## WHAT TO WORK ON:
Echo the passage from the 5nm chip article starting at "68 thoughts on" and ending at "through mediocre ones.", copying it word for word.

## PAGE EXCERPT:
########################################

The First 5nm Chip

For almost forty years, integrated circuits have become smaller and smaller. These chips started out with massive transistors in the early 1970s. They shrank to less than 1μm by 1990, and shrank yet again to less than 100nm by the turn of the last century. Now, Imec and Cadence are experimenting with 5nm technology – the smallest technology available for any mass-produced integrated circuit.

The history of microelectronic fabrication over the last decade is a story of failure. Something happened in 2005, and although chips could be designed at ever-smaller technologies, the transition to these smaller manufacturing processes didn’t go as smoothly as in the 70s, 80s, and 90s. Just a few years ago, Intel said 10nm chips would ship by 2015. These chips are nowhere to be found, and even 14nm technology is still catching up to the yields found in 22nm technology. In 2009, Nvidia said their flagship graphics card would be built with a 11nm process. The current Nvidia flagship desktop graphics card is built with 28nm technology. Moore’s law isn’t 18 months anymore.

While Imec and Cadence have completed the tapeout on a 5nm device, it’s just a test chip. Before starting manufacturing on a single process node, Intel and others will tapeout a simple test chip to verify their latest process. This 5nm tapeout will not become a manufactured chip, but it does mean we’ll see more talk about the 5nm process in the future.

68 thoughts on “The First 5nm Chip

  1. flameshield+=1;
    Brian, based on the articles that you’re publishing, it looks like you’re getting more and more interested in general technology news. Even though that’s interesting, it’s got nothing to do with hacks. Hackaday is supposed to be for hackers. If you really want to do something else, then you should do it on another website. Now you’re just trying to fit a round peg in a square hole.

    I would be more than happy just to see a daily pick of interesting hack projects on hackaday.io. Surely there are enough of those, and posting an article about them saves me from rooting through mediocre ones.

    1. Pretty sure a greasemonkey script that exists where you can block his posts from showing..

      Or, just don’t waste the brainpower reading it in the first place. Pretty simple concept.

    2. Yes same here I found the article interesting even though it was low on content but really it’s not Hackaday more like EETimes where at least one Former Hackaday hack has moved too!

    3. That’s pretty fun how the relation to the reader is slowly changing here.

########################################

## MATERIAL SHOWN:
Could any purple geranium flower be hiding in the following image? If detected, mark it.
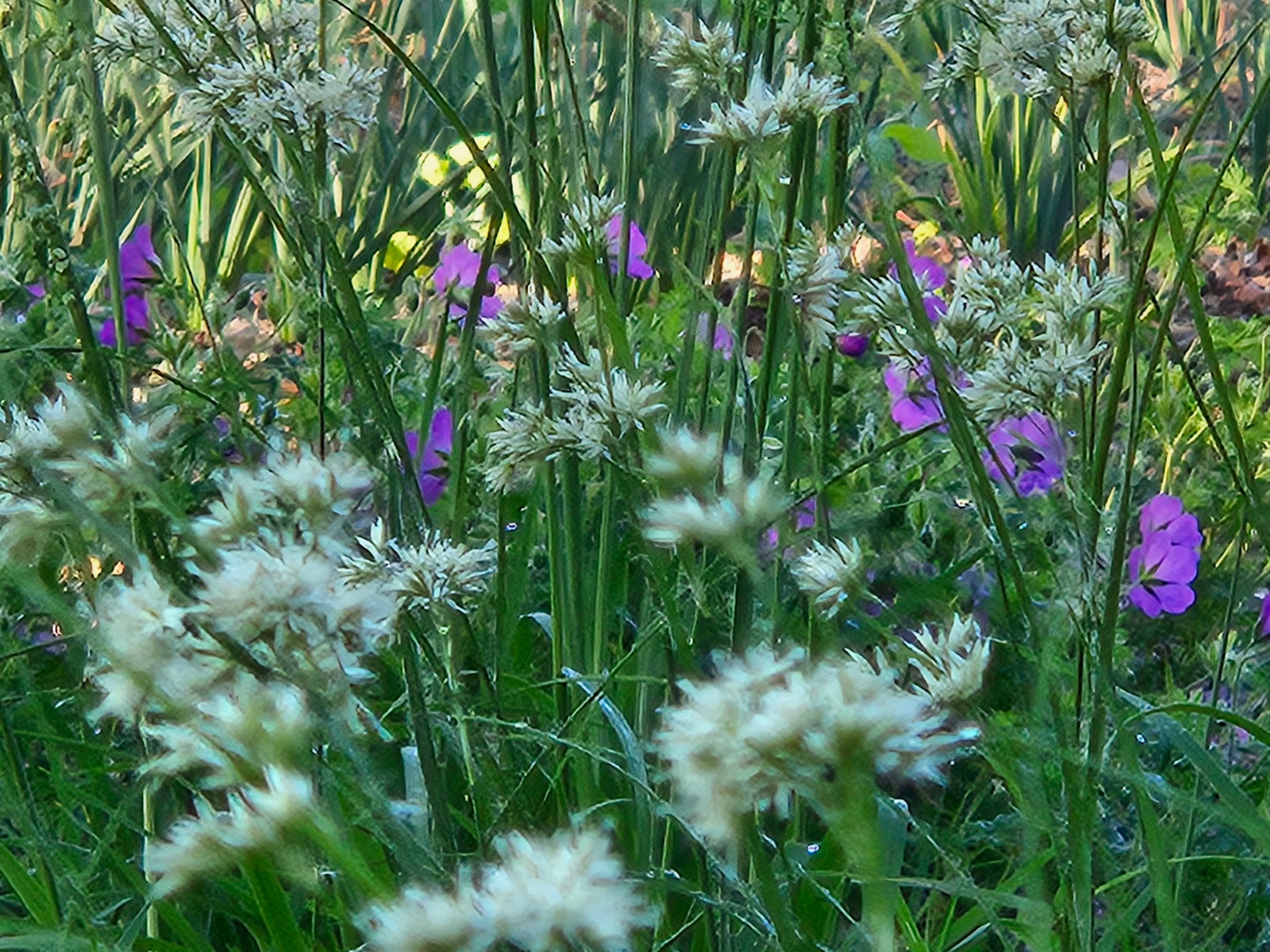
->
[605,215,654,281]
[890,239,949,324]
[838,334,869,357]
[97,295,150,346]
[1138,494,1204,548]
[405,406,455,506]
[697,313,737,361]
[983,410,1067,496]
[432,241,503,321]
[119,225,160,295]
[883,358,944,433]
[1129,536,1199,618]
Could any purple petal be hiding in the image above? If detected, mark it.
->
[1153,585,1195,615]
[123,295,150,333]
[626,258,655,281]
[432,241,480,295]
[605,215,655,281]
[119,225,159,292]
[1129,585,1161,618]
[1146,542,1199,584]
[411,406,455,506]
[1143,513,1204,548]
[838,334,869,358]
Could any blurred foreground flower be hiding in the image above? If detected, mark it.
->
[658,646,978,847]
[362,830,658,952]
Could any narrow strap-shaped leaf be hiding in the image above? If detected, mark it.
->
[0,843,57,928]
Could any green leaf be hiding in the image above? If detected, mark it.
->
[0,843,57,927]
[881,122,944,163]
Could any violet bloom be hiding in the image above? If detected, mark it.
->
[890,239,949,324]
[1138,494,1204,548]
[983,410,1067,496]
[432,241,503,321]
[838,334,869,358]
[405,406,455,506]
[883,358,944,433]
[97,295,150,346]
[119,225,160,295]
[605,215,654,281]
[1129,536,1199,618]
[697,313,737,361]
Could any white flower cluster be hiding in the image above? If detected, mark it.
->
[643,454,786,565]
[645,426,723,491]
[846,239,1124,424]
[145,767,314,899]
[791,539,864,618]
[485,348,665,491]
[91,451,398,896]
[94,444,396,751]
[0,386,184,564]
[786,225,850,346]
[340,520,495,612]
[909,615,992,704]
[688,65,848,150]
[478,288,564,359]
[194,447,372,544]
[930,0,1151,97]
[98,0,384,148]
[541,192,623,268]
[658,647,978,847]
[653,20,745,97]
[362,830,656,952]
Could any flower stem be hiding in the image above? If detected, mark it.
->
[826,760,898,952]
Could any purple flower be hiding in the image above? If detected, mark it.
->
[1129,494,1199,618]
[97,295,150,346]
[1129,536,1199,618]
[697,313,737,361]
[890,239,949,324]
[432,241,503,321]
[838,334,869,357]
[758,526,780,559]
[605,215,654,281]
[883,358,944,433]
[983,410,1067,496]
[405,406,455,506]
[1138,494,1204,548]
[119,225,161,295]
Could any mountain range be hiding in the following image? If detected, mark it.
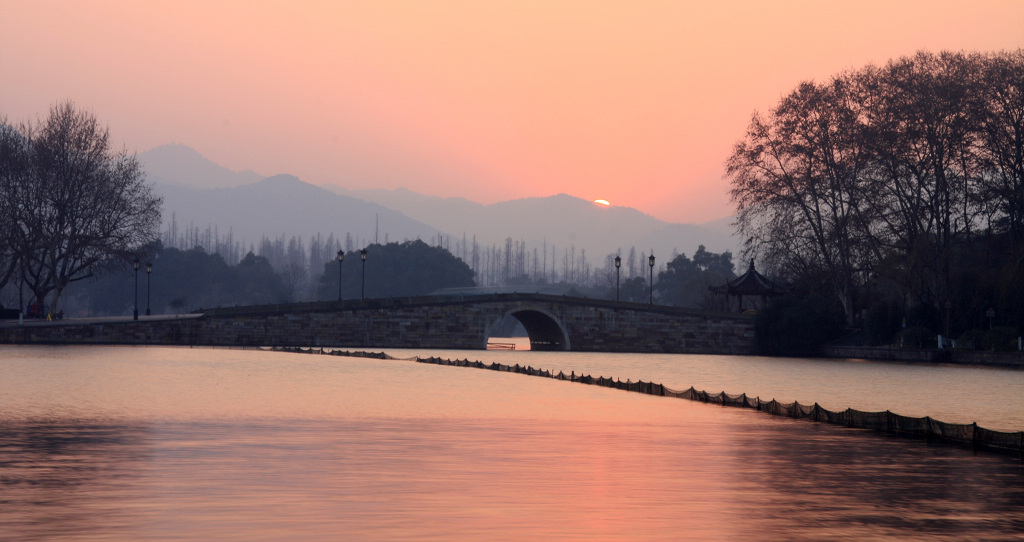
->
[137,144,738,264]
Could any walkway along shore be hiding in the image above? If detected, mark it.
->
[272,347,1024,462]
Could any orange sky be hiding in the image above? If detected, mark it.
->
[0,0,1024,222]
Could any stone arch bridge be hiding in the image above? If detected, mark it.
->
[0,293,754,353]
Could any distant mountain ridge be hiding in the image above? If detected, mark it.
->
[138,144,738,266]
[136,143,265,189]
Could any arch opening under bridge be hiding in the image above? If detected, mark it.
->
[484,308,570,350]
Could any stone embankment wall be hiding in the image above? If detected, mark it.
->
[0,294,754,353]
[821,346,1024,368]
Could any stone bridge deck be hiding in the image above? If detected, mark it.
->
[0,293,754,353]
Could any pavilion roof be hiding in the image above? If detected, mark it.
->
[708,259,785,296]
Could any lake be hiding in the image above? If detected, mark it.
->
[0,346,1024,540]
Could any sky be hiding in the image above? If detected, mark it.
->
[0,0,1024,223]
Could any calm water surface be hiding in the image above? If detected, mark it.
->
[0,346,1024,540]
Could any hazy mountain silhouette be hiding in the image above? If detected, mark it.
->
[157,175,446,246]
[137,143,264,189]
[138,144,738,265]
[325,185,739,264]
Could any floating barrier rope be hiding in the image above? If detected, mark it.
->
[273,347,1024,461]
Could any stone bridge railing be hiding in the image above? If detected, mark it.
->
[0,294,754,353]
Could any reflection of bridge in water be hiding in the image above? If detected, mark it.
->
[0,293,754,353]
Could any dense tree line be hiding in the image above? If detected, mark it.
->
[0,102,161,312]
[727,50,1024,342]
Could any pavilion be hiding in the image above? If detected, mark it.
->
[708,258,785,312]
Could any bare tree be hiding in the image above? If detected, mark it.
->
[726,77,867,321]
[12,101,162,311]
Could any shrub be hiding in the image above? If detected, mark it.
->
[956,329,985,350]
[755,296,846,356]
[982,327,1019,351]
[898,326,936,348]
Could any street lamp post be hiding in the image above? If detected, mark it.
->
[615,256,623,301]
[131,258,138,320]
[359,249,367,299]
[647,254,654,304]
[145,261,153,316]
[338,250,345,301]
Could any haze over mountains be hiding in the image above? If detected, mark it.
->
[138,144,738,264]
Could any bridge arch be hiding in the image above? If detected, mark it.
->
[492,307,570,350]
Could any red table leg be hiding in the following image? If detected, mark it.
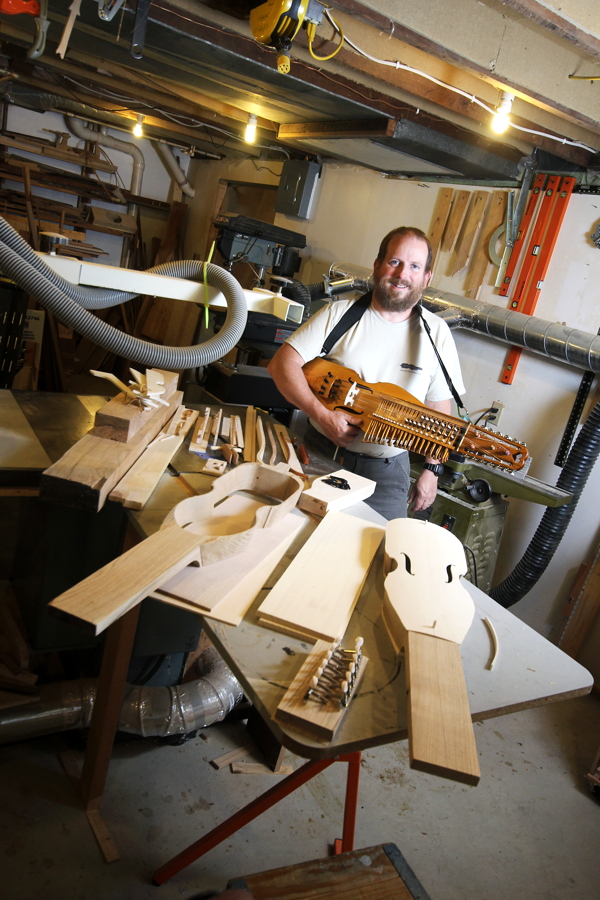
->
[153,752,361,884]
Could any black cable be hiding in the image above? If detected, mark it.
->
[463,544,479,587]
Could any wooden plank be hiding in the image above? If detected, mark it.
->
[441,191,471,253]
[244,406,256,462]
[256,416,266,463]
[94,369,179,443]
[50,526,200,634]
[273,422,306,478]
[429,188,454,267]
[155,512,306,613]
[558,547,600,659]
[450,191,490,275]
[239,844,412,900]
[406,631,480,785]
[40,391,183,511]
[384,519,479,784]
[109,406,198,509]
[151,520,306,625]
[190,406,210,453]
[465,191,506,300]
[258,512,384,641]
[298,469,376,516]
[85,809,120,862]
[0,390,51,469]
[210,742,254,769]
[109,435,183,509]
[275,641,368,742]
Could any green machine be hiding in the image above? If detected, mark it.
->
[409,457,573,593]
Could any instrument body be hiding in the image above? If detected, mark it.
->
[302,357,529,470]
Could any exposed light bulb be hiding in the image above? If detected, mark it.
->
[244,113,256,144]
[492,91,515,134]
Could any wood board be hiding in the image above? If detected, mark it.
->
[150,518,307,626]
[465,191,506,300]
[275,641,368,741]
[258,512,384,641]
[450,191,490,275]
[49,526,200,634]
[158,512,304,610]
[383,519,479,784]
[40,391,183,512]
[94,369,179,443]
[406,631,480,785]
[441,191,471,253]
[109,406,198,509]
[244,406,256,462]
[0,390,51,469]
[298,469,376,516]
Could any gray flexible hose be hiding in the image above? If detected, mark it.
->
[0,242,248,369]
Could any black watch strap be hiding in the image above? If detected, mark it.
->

########################################

## ANSWER:
68 thoughts on “The First 5nm Chip

  1. flameshield+=1;
    Brian, based on the articles that you’re publishing, it looks like you’re getting more and more interested in general technology news. Even though that’s interesting, it’s got nothing to do with hacks. Hackaday is supposed to be for hackers. If you really want to do something else, then you should do it on another website. Now you’re just trying to fit a round peg in a square hole.

    I would be more than happy just to see a daily pick of interesting hack projects on hackaday.io. Surely there are enough of those, and posting an article about them saves me from rooting through mediocre ones.